WHAT TO PRODUCE: Pick out each line in the items below that contains the string "beige", treating uppercase and lowercase as different, and copy those lines.

STORED ROWS:
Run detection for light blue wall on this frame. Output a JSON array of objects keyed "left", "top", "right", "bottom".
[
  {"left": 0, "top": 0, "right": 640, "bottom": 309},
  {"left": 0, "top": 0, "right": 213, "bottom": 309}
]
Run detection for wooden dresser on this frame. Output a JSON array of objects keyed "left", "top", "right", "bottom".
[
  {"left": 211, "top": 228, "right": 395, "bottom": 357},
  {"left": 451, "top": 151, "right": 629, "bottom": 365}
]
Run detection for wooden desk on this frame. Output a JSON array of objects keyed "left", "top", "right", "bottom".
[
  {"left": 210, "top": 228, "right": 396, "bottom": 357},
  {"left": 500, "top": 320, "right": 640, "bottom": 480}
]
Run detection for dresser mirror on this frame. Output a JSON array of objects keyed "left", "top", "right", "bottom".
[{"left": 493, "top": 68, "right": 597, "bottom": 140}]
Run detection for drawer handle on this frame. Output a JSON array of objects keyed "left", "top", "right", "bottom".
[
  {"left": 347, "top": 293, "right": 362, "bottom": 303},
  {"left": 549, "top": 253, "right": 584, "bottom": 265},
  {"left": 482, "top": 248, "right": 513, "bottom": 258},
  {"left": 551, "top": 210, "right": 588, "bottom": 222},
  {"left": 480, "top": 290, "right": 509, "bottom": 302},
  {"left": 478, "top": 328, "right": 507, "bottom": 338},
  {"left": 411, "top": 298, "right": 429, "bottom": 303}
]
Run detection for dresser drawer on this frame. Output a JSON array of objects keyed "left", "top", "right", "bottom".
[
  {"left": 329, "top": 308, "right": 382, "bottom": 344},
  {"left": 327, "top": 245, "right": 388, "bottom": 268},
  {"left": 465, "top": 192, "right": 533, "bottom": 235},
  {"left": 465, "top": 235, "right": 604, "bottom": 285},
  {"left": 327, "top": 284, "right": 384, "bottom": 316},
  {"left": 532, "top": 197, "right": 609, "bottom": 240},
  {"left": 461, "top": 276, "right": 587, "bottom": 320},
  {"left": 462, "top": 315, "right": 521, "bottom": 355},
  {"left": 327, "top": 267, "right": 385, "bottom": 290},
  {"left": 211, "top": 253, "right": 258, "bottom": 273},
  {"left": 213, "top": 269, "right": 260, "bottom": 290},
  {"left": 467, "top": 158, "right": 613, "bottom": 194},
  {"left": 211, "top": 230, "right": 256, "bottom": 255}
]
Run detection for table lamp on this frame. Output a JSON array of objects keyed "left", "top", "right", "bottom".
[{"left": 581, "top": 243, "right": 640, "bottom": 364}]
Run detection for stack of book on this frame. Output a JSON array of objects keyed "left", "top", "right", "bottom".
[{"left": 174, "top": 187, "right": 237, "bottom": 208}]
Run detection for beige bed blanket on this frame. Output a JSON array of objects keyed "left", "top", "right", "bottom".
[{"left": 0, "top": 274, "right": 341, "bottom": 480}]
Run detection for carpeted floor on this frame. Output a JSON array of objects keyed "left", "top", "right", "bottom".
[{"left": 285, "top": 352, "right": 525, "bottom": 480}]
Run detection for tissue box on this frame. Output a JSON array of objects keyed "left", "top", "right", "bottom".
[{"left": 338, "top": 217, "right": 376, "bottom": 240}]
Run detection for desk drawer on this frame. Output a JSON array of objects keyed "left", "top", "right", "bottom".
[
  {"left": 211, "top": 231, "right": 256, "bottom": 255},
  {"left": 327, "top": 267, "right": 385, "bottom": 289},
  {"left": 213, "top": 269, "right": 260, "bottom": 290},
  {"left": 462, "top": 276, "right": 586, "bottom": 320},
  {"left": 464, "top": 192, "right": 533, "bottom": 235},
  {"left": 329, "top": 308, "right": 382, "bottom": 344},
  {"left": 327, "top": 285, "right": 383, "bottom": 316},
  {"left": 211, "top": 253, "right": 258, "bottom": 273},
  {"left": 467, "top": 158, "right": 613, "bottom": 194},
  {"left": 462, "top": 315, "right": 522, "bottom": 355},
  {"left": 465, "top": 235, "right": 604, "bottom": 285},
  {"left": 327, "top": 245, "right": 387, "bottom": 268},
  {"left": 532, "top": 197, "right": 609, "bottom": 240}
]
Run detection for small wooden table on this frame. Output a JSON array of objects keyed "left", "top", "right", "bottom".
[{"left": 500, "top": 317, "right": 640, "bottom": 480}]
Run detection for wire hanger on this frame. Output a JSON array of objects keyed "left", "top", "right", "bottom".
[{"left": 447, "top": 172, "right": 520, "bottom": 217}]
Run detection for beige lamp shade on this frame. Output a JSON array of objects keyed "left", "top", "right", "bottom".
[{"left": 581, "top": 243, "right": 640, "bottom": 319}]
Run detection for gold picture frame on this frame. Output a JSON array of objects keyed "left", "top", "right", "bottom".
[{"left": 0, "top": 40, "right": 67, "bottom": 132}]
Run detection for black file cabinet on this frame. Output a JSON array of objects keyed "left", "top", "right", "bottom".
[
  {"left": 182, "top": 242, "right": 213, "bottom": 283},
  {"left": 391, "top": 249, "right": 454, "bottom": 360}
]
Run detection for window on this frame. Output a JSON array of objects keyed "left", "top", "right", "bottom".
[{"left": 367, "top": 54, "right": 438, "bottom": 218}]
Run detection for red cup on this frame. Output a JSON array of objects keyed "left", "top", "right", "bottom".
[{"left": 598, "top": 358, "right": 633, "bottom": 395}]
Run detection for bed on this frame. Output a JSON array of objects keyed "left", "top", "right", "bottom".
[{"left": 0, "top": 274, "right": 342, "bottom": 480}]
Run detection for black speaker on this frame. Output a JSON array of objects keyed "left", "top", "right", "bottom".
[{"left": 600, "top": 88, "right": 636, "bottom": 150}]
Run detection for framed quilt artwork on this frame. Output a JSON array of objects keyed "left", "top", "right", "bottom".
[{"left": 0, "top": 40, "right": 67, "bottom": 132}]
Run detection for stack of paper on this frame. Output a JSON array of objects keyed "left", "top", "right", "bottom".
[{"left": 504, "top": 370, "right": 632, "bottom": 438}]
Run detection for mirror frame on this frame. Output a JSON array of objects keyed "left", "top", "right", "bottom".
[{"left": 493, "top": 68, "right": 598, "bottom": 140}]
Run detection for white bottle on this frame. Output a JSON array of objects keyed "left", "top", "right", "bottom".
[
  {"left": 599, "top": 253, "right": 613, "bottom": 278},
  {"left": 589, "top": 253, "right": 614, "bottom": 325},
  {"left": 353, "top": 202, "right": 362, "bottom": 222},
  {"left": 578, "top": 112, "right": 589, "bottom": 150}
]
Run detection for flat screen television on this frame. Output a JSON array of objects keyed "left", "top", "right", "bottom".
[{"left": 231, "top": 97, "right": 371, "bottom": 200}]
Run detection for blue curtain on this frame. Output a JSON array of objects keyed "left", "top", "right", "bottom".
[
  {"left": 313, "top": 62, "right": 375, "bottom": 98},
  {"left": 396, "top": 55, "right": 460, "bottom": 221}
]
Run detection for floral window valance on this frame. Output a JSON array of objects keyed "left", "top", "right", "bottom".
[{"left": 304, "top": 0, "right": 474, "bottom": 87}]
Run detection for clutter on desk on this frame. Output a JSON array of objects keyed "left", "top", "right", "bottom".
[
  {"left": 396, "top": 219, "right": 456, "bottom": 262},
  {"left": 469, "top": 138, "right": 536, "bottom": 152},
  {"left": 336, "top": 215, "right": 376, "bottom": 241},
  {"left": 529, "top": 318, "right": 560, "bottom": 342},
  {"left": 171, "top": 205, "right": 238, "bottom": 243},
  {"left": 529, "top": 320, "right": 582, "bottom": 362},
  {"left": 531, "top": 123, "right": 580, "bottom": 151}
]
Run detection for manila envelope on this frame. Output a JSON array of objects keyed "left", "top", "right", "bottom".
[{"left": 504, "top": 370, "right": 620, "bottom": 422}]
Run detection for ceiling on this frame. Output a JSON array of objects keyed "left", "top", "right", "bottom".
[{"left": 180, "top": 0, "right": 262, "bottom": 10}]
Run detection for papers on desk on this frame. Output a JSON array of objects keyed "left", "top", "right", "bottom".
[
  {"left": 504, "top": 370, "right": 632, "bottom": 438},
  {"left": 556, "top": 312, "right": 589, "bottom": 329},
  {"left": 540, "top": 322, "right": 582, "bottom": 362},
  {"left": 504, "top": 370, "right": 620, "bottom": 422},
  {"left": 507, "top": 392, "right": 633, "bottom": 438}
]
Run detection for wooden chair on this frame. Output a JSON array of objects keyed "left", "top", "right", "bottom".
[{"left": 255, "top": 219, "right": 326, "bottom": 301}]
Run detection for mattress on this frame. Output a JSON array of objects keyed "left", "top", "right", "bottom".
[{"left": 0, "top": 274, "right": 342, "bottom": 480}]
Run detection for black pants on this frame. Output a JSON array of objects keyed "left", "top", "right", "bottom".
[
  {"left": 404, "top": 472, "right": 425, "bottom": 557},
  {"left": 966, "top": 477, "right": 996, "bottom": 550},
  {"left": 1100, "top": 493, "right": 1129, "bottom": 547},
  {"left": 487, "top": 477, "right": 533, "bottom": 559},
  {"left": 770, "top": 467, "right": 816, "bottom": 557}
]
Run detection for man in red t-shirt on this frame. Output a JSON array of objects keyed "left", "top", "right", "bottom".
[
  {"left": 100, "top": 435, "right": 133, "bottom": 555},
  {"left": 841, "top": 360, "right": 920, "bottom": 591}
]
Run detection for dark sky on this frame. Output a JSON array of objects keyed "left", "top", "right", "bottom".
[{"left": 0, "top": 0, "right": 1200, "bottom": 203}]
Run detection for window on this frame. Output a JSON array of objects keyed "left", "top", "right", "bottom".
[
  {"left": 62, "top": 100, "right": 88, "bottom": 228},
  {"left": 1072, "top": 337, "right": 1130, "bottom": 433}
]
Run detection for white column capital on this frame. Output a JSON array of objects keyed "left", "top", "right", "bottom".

FULL OUTPUT:
Run detection for beige bed blanket on this frame. Output a JSON array of objects keyed "left", "top", "right", "bottom".
Run detection for beige lamp shade on this frame. Output a JSON array of objects keyed "left", "top", "right", "bottom".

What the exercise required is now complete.